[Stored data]
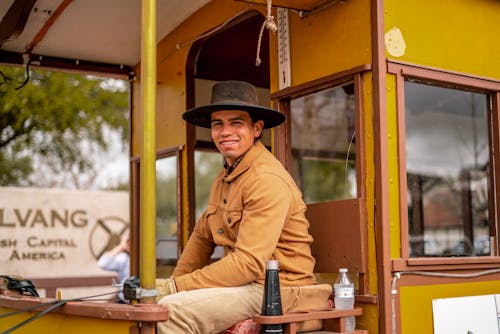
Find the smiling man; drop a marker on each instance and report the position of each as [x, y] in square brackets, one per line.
[255, 212]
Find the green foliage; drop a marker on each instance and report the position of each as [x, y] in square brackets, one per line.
[58, 119]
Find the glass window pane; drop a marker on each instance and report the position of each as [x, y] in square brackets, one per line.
[323, 144]
[166, 211]
[207, 165]
[447, 153]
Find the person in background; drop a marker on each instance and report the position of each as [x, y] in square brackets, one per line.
[255, 212]
[118, 260]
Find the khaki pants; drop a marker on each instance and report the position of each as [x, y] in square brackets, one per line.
[213, 310]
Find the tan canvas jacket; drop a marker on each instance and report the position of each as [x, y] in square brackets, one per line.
[256, 213]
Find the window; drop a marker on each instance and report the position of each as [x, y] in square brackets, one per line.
[448, 170]
[323, 144]
[166, 213]
[207, 165]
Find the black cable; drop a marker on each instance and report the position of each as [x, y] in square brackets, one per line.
[36, 316]
[27, 76]
[54, 305]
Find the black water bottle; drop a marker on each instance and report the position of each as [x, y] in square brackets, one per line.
[271, 303]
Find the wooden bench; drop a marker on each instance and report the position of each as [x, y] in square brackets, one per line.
[333, 320]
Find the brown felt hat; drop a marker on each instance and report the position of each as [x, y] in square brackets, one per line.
[233, 95]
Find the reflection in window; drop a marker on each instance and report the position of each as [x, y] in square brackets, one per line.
[323, 144]
[447, 152]
[166, 210]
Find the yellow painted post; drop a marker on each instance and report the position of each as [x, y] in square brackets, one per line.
[148, 149]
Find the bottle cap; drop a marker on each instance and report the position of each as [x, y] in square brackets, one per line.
[272, 265]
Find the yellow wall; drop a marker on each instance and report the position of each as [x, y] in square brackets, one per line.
[57, 323]
[326, 42]
[171, 75]
[456, 35]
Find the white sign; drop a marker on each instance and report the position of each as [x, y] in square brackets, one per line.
[467, 315]
[53, 233]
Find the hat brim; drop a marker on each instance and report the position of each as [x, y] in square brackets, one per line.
[202, 115]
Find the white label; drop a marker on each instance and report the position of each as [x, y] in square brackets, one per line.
[344, 293]
[284, 76]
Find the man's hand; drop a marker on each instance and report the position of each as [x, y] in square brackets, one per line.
[165, 287]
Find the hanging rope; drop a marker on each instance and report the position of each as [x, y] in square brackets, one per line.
[270, 25]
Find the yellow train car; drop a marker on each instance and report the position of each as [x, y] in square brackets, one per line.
[392, 134]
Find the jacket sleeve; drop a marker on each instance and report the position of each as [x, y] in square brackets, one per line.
[198, 250]
[266, 206]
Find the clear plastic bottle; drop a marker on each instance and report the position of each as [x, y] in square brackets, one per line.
[344, 297]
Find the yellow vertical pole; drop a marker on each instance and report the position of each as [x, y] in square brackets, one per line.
[147, 227]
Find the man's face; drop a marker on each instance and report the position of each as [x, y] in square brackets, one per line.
[233, 132]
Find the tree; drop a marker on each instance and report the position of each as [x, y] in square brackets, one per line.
[53, 124]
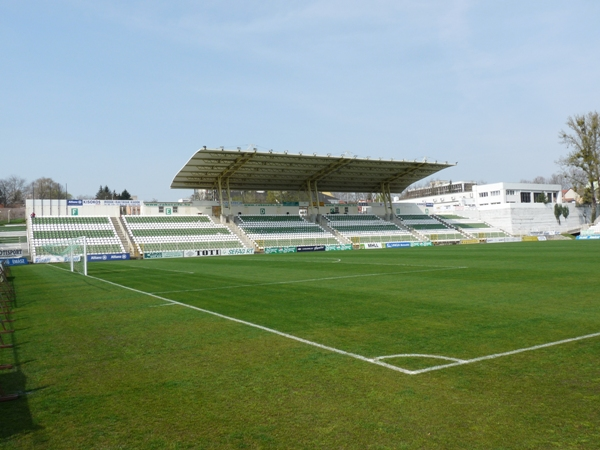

• _What to work on_: Every record must be copied exactly, with the pictures left out.

• _Solution for this task_:
Find the smiling man; drop a marker on each instance and report the position of each as [x, y] in square brackets, one per line.
[255, 212]
Find the green foliage; drop a marker on each instance and report the position of each as [x, y] in square brackets, one per line.
[58, 119]
Find the glass window pane; drop a marker on each instance and report the position of each as [x, y] in square brackets, one per line.
[323, 144]
[166, 211]
[207, 165]
[447, 153]
Find the person in background; drop a marker on each instance and report the position of each as [x, y] in square brackets, one per line.
[255, 212]
[118, 260]
Find the khaki pants; drop a marker on each instance and report the position of each as [x, y] in square brackets, one per line.
[213, 310]
Find the tan canvas jacket; drop a marker on each instance and report the position of each as [x, y] in square brackets, one per line.
[256, 213]
Find the window; drop a marker on each instance and report the position of each as [x, y] in square brackets, one per line.
[448, 170]
[323, 144]
[166, 213]
[207, 165]
Find the black cable; drop a marker on each instance and report the position of each as [x, y] in square brackets, one per line.
[36, 316]
[27, 76]
[54, 305]
Find the black water bottle; drop a marker on each instance and report the position of each as [x, y] in square brackets, one per line.
[271, 303]
Find the wooden bench; drop a marker on each instance and report the position of each as [x, y] in square brackets, one per line.
[333, 320]
Find the brown felt hat; drop a marker on each instance and report the position of each as [x, y] in square brackets, one per line.
[233, 95]
Find the reflection in window; drop a marker on each instance and report the position of each as [x, y] in square brackets, one per line.
[323, 144]
[447, 152]
[166, 210]
Find the yellow painted post; drop a marker on each instance and report the position of each as [x, y] in square brackets, one per line.
[148, 149]
Find the bottle cap; drop a marker on each instance and report the position of each as [x, y] in square brackets, one per line.
[272, 265]
Find the yellow wall; drop a marker on each instance and report the position of each as [x, y] in square brackets, one per line.
[57, 323]
[326, 42]
[171, 75]
[456, 35]
Find the white sign; drop a marker on each instance and report the position of each as [x, y] in square brackets, one per line.
[467, 315]
[53, 233]
Find the hat brim; drop a marker on each instance and report the position of each as [x, y] in square brackets, one per line.
[202, 115]
Find the white label; drop a marker on each instance and report the position of each as [x, y] in square brackets, one per line.
[344, 293]
[284, 76]
Find the man's hand; drop a marker on each instance and report the position of each as [x, y] in square brackets, one per line.
[165, 287]
Find the hanging rope; drop a marker on each instance and report the position of each as [x, y] in square brackets, one per line.
[270, 25]
Find the yellow train car; drop a marker on each instance and report the position of each as [x, y] in square brackets, one per line.
[392, 134]
Find the jacket sleeve; drop a marker on each instance and report the position of each as [x, y] in square brackets, one per line.
[198, 250]
[266, 206]
Find the clear plastic bottle; drop a marker on each instance and report the position of each as [x, y] in square brackets, one per line.
[344, 297]
Find the yellow vertical pole; drop a marker on each instance and report the position of each as [x, y] in square brackets, one per line.
[147, 227]
Find the man's face; drop a marker on each instance and report the position of each as [x, y] in square brackets, one per line.
[233, 132]
Find the tree; drop a marker on each instance and report the position of each as [x, y] in square brackets, one per line.
[53, 124]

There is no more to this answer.